■ WHAT THE EXERCISE ASKS ■
Transcribe precisely those lines of the listing that fall between the line containing "the dark blue" and the last line, inclusive of both.

■ SOURCE DATA ■

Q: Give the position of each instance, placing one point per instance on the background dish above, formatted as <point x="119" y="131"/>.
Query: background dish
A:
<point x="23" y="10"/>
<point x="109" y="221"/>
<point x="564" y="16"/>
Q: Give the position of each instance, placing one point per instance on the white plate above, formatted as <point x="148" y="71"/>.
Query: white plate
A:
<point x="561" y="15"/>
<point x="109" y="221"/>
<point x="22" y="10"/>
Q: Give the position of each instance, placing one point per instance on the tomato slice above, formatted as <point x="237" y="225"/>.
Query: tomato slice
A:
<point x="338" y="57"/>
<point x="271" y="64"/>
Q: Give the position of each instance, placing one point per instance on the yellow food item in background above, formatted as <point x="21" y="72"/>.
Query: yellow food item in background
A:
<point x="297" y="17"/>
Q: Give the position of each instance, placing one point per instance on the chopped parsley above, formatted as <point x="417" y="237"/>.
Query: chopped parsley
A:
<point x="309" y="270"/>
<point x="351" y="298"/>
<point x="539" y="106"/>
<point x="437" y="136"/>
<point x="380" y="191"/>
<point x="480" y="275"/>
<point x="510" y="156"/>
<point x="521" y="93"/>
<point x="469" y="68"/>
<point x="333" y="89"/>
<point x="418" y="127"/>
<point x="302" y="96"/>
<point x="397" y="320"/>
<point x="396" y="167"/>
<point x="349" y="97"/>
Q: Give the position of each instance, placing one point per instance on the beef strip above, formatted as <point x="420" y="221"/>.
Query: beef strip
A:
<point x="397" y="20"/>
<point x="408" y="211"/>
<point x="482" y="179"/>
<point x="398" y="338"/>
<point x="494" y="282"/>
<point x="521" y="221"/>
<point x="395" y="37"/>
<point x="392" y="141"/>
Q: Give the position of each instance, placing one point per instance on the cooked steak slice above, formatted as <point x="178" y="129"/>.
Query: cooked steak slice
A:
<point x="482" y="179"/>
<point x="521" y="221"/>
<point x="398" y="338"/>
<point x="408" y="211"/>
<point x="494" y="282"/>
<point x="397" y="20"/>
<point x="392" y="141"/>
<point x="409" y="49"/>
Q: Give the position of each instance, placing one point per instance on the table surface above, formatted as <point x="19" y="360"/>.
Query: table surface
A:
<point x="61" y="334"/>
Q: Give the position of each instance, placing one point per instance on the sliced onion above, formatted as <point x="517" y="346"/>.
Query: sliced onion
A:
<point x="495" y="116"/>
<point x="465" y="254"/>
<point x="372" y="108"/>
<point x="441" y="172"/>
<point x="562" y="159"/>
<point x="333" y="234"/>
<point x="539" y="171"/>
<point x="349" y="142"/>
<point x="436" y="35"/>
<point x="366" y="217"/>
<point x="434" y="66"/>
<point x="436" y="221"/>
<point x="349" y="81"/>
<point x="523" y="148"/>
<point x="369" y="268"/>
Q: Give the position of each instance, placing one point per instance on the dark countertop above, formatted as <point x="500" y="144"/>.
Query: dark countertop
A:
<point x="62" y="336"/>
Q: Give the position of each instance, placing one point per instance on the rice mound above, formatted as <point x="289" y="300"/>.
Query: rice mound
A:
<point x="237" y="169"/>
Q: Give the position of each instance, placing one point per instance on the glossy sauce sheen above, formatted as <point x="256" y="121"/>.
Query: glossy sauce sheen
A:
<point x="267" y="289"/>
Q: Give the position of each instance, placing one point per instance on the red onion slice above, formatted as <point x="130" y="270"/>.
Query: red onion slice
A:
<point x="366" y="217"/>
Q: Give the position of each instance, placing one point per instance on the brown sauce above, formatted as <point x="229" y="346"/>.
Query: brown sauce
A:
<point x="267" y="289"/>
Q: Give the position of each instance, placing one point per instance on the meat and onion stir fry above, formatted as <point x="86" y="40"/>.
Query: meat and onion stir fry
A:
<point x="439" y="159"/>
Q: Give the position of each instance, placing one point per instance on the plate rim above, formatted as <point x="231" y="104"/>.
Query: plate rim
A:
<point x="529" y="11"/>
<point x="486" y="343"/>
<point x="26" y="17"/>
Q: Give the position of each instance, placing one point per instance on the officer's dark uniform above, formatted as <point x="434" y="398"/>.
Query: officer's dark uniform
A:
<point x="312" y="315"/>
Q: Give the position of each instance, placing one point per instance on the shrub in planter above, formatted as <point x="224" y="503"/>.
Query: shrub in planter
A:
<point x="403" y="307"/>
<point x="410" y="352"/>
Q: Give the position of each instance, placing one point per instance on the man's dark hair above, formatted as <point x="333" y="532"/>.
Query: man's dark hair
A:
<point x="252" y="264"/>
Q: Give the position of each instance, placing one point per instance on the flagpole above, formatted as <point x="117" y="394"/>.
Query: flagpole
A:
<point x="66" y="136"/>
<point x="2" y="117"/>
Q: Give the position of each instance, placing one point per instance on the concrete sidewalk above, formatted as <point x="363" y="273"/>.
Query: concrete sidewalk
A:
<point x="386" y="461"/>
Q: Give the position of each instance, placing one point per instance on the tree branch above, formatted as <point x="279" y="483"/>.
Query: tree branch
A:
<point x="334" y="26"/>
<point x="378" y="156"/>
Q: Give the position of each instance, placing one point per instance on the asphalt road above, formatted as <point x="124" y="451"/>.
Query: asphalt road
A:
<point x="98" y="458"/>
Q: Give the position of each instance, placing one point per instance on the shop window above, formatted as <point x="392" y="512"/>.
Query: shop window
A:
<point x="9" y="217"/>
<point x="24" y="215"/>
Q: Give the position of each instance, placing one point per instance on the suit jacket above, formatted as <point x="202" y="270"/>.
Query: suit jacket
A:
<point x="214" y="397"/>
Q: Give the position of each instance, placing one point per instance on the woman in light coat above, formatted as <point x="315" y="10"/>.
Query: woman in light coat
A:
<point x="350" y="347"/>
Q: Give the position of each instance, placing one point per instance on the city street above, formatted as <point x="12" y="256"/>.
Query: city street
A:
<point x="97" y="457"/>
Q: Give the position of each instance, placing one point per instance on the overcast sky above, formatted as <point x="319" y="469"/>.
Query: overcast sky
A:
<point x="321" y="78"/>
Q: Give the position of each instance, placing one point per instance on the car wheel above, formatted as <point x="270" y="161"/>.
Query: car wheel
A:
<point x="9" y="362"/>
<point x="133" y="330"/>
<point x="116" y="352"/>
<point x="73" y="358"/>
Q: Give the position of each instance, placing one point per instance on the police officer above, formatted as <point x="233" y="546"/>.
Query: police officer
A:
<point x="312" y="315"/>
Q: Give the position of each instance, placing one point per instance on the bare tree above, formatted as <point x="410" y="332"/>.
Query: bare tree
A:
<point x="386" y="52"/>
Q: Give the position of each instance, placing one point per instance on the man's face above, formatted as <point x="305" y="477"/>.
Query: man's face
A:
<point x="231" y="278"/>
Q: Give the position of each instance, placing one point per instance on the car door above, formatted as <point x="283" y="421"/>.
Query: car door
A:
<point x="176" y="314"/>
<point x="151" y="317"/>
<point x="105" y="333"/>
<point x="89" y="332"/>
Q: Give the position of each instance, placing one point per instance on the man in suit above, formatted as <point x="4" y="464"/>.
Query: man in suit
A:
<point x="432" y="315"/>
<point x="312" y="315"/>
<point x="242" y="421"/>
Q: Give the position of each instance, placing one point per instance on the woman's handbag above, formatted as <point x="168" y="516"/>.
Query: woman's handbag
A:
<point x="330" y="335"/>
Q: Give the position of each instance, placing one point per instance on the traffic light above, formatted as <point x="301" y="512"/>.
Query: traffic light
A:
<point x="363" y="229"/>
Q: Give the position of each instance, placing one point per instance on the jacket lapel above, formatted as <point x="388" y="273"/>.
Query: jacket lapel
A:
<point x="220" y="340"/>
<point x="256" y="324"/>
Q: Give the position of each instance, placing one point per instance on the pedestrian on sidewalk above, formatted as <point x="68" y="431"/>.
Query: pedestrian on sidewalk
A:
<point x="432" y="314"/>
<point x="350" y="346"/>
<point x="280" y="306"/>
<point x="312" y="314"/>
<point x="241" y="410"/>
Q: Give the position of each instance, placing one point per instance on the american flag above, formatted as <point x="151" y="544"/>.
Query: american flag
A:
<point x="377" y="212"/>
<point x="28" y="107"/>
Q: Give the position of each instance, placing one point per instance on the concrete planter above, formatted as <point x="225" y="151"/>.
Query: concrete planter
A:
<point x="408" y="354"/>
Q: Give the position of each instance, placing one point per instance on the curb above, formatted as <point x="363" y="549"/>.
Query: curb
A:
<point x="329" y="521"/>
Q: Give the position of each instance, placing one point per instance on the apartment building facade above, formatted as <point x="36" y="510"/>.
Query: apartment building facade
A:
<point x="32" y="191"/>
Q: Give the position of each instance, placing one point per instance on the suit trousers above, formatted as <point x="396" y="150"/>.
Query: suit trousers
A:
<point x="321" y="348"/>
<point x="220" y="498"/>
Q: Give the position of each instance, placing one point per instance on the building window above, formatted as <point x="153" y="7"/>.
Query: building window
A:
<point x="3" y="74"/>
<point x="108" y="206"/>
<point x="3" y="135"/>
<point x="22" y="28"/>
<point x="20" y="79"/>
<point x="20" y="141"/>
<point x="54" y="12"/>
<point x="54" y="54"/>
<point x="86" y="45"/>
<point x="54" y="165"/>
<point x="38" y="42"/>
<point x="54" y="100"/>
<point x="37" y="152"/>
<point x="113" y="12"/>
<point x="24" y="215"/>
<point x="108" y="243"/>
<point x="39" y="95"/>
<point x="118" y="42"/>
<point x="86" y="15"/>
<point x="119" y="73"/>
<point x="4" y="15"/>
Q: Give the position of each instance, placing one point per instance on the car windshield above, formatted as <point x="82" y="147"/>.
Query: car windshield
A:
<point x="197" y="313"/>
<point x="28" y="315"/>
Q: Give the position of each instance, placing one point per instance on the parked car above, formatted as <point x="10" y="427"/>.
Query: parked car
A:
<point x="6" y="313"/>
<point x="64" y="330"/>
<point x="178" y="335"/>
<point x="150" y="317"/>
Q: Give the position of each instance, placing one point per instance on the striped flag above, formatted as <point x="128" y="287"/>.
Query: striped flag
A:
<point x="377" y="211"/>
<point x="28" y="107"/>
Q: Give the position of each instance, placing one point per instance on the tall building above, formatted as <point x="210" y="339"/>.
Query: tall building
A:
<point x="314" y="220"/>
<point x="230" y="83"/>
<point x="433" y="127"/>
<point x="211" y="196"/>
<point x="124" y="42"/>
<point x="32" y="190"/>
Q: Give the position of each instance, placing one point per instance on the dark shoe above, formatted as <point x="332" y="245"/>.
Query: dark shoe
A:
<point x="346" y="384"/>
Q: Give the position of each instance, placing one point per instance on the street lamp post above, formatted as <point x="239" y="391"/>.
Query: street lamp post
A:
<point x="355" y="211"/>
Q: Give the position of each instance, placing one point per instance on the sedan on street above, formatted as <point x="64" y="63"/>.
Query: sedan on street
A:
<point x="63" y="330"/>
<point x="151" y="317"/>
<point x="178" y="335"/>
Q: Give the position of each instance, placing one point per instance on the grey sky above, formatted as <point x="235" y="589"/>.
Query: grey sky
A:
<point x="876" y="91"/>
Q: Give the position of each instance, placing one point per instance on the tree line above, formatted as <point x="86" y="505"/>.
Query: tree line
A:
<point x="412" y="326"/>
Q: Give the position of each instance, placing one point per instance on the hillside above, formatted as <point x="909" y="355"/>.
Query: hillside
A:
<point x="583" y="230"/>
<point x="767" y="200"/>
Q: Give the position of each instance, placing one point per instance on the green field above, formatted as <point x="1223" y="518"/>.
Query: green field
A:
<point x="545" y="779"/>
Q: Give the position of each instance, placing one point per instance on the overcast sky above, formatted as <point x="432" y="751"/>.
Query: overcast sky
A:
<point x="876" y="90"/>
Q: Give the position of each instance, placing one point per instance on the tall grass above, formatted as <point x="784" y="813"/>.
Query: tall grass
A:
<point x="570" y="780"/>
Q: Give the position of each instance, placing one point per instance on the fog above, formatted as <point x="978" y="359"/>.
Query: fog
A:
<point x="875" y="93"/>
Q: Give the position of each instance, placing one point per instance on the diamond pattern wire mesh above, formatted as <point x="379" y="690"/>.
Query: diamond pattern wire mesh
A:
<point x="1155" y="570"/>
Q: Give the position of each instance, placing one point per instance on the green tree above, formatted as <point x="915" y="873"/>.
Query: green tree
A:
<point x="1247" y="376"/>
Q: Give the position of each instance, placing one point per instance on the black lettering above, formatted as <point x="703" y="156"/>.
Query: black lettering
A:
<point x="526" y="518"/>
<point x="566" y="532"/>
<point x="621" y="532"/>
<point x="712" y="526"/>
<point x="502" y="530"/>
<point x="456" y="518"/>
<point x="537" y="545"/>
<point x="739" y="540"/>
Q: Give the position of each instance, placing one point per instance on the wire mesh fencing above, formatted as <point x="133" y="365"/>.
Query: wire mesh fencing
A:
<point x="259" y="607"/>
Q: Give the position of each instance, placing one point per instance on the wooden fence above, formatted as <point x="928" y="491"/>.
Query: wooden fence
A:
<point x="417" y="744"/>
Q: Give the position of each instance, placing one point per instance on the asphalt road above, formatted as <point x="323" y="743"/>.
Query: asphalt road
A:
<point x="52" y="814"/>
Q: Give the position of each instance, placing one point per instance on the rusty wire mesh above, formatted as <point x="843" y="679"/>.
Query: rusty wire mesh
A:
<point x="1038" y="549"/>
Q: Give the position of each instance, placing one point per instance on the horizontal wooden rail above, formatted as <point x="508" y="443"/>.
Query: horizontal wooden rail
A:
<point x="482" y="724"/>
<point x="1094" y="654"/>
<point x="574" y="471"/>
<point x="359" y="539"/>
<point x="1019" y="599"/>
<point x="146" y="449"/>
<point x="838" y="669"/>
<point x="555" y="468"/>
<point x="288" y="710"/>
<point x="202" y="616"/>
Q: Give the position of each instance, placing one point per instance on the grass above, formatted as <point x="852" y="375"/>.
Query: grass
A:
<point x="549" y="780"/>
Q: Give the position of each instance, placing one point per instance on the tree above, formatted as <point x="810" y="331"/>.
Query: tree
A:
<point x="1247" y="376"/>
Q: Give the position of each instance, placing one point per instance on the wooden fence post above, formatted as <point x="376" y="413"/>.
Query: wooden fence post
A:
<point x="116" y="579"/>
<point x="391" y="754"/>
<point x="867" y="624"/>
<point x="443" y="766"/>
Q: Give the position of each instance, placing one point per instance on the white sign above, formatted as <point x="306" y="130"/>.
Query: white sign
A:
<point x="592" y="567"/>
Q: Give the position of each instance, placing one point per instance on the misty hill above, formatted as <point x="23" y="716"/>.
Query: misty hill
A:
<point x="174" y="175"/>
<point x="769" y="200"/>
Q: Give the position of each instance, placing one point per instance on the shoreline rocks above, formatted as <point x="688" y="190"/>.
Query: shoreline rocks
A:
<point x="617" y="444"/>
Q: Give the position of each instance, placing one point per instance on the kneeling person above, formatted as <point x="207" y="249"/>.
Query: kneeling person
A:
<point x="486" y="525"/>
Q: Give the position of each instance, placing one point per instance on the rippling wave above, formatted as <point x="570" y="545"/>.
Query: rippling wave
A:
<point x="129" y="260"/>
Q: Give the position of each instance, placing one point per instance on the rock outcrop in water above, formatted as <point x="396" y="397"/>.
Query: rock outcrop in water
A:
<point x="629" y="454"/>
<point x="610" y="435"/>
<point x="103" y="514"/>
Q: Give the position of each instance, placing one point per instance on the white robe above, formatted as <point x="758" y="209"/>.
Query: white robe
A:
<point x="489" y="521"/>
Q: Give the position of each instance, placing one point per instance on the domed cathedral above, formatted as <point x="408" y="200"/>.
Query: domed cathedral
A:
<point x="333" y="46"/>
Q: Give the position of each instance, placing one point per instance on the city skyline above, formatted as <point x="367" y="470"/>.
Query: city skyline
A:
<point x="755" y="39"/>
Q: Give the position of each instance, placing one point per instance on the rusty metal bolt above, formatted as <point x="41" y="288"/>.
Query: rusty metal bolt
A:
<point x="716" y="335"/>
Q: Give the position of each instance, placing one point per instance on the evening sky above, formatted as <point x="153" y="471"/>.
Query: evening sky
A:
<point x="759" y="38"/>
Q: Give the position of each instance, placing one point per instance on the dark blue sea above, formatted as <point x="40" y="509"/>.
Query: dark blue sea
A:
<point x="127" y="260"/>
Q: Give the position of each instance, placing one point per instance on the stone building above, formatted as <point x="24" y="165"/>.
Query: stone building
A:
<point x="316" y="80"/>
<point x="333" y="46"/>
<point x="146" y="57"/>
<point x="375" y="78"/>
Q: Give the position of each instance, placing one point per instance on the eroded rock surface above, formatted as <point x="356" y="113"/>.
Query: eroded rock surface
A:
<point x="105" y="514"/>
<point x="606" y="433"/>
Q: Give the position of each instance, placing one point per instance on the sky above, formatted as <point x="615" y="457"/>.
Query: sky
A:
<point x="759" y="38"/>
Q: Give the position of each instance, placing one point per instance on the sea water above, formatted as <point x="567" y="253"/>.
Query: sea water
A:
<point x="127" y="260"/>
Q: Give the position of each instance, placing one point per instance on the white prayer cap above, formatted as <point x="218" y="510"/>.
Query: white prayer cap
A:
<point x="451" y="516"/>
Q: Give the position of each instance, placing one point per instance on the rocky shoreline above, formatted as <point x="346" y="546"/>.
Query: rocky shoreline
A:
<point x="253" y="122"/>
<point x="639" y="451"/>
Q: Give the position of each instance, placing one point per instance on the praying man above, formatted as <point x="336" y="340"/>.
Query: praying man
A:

■ SOLUTION TO THE EXERCISE ■
Q: Give the position of each instance, placing one point per instance on the dark blue sea above, formatted as <point x="40" y="509"/>.
Query: dark blue sea
A:
<point x="127" y="260"/>
Q: Give the position of each instance, placing one point per instance on the stone building above, formatted as <point x="24" y="165"/>.
Query: stone building
A:
<point x="316" y="80"/>
<point x="333" y="46"/>
<point x="146" y="57"/>
<point x="375" y="78"/>
Q: Give the position of each instance, placing one point per instance on the eroded rock surface above, formatted as <point x="356" y="113"/>.
Query: eroded rock surface
A:
<point x="105" y="514"/>
<point x="606" y="433"/>
Q: Give the position of each instance, placing one point per instance on the sky above, formatted as <point x="615" y="457"/>.
Query: sky
A:
<point x="759" y="38"/>
Q: Give the position of each instance, placing one point per instance on the sea water above, formatted as <point x="567" y="253"/>.
Query: sea water
A:
<point x="127" y="260"/>
Q: Give the position of each instance, placing one point per instance on the white prayer cap above, formatted as <point x="218" y="510"/>.
Query: white prayer cap
A:
<point x="451" y="516"/>
Q: Give the position of each instance, placing one point per instance on the rocky shoreline above, formatted as <point x="346" y="546"/>.
Query: rocky shoreline
A:
<point x="253" y="122"/>
<point x="639" y="451"/>
Q: Give the position of each instance, placing one point per instance on the praying man above, formatted as <point x="336" y="340"/>.
Query: praying man
A:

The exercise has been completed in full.